**PROVIDED RECORDS**
..........
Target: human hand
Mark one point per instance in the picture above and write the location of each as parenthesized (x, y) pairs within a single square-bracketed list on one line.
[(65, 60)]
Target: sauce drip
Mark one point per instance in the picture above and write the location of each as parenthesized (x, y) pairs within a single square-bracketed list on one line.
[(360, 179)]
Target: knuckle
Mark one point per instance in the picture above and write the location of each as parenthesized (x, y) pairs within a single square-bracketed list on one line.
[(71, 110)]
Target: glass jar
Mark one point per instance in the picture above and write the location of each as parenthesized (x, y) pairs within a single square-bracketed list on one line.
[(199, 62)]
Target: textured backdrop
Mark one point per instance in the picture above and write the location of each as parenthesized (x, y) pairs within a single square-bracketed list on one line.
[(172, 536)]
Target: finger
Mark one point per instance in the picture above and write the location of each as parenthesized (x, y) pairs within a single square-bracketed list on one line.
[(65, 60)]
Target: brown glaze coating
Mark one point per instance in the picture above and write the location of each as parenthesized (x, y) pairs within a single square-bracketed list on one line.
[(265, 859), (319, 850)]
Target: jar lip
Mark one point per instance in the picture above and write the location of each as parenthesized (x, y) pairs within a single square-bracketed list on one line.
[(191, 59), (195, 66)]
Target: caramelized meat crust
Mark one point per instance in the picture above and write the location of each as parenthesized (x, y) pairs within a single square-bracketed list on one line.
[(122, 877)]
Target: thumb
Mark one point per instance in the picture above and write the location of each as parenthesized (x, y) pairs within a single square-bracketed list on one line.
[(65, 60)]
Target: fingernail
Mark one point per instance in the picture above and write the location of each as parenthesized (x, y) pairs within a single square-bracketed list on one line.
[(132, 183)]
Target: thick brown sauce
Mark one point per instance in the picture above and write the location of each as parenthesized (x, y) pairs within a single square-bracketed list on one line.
..........
**AIM OF THE TASK**
Could you retype all of the lines above, character for character, with nothing added or changed?

**RESULT**
Target: human hand
Mark one point per instance in the picture above and write the location of each as parenthesized (x, y) pairs within a single square-bracketed list on one line.
[(65, 60)]
Target: sauce drip
Mark one point per instance in the picture above and write the location of each as parenthesized (x, y) pairs within a single square-bracketed list on one line.
[(360, 179)]
Target: knuckle
Mark one point per instance in the picture above and write the location of each as parenthesized (x, y) pairs within a single square-bracketed list on one line.
[(71, 110)]
Target: glass jar
Mark one point per instance in the picture above and write the location of each as parenthesized (x, y) pairs within a single square-bracketed list on one line.
[(199, 62)]
Target: textured backdrop
Mark one point per instance in the picture above and write the location of each as parenthesized (x, y) pairs within a single square-bracketed list on one line.
[(172, 536)]
Target: finger
Mark one point per instance in the picture above and write the location of each as parenthesized (x, y) pairs within a single square-bracketed list on one line.
[(65, 60)]
Target: brown glaze coating
Mark one point per instance in the picture above and write the location of each as parenthesized (x, y) pairs within a single square-bracketed list on one line.
[(265, 859), (319, 850)]
Target: jar lip
Mark one point per instance in the picture above and write the location of each as parenthesized (x, y) pairs within a single square-bracketed list on one line.
[(191, 59), (195, 66)]
Target: caramelized meat crust
Mark one point per instance in the picture above and write the location of each as parenthesized (x, y) pairs within a single square-bracketed list on one line.
[(122, 877)]
Target: thumb
Mark one point per instance in the picture above and write the location of each as parenthesized (x, y) pairs within a single square-bracketed list on one line.
[(65, 60)]
Target: fingernail
Mark one point per instance in the picture above and write the location of each as parenthesized (x, y) pairs within a single square-bracketed list on one line.
[(132, 183)]
Target: thick brown sauce
Mark one point per instance in the picture above and write the location of each as parenthesized (x, y) pairs within a single square-bracketed list on one line.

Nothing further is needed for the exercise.